*Problem details*
Repeat the whole of the data, keeping every detail the same.

*Record list*
----
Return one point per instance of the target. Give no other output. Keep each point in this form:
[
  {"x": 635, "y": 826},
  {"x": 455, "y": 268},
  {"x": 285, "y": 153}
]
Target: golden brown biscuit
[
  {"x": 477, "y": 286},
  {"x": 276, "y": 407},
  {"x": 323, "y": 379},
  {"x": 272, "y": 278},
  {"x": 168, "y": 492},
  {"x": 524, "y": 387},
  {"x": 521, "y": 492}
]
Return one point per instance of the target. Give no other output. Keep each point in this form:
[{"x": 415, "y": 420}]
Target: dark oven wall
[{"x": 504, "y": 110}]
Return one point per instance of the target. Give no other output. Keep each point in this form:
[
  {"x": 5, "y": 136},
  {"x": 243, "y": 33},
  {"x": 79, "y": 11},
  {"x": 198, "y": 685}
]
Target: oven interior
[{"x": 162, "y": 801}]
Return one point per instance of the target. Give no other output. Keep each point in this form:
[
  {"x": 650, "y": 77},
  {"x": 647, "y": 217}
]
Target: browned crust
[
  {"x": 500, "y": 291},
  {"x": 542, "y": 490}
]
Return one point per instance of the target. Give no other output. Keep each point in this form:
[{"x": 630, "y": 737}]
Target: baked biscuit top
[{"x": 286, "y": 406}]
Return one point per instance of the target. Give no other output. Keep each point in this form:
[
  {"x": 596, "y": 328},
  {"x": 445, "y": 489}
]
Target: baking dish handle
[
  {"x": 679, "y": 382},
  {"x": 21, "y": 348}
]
----
*Result for this task*
Return one point per instance of the target. Give no other output. Keep each point in this form:
[
  {"x": 635, "y": 826},
  {"x": 455, "y": 268},
  {"x": 285, "y": 153}
]
Target: golden brown biscuit
[
  {"x": 477, "y": 286},
  {"x": 276, "y": 407},
  {"x": 323, "y": 379},
  {"x": 272, "y": 278},
  {"x": 168, "y": 492},
  {"x": 524, "y": 387},
  {"x": 521, "y": 492}
]
Return one point per instance of the target. Give no other output. Keep each point in this form:
[{"x": 415, "y": 420}]
Target: dark oven wall
[{"x": 504, "y": 110}]
Return one point per instance of the target. Give no other output. Keep each point in this form:
[
  {"x": 5, "y": 136},
  {"x": 243, "y": 33},
  {"x": 79, "y": 11},
  {"x": 198, "y": 685}
]
Target: oven interior
[{"x": 162, "y": 801}]
Return one point per instance of the target. Give no other output. Keep each point in this form:
[
  {"x": 650, "y": 77},
  {"x": 647, "y": 217}
]
Target: browned crust
[
  {"x": 500, "y": 291},
  {"x": 542, "y": 490}
]
Return one point per instance of the target. Give no other output. Keep each point in this form:
[{"x": 630, "y": 737}]
Target: baked biscuit top
[{"x": 286, "y": 406}]
Return one point per instance of the target. Give no other output. Keep each point in this form:
[
  {"x": 596, "y": 328},
  {"x": 445, "y": 489}
]
Target: baking dish handle
[
  {"x": 679, "y": 382},
  {"x": 21, "y": 348}
]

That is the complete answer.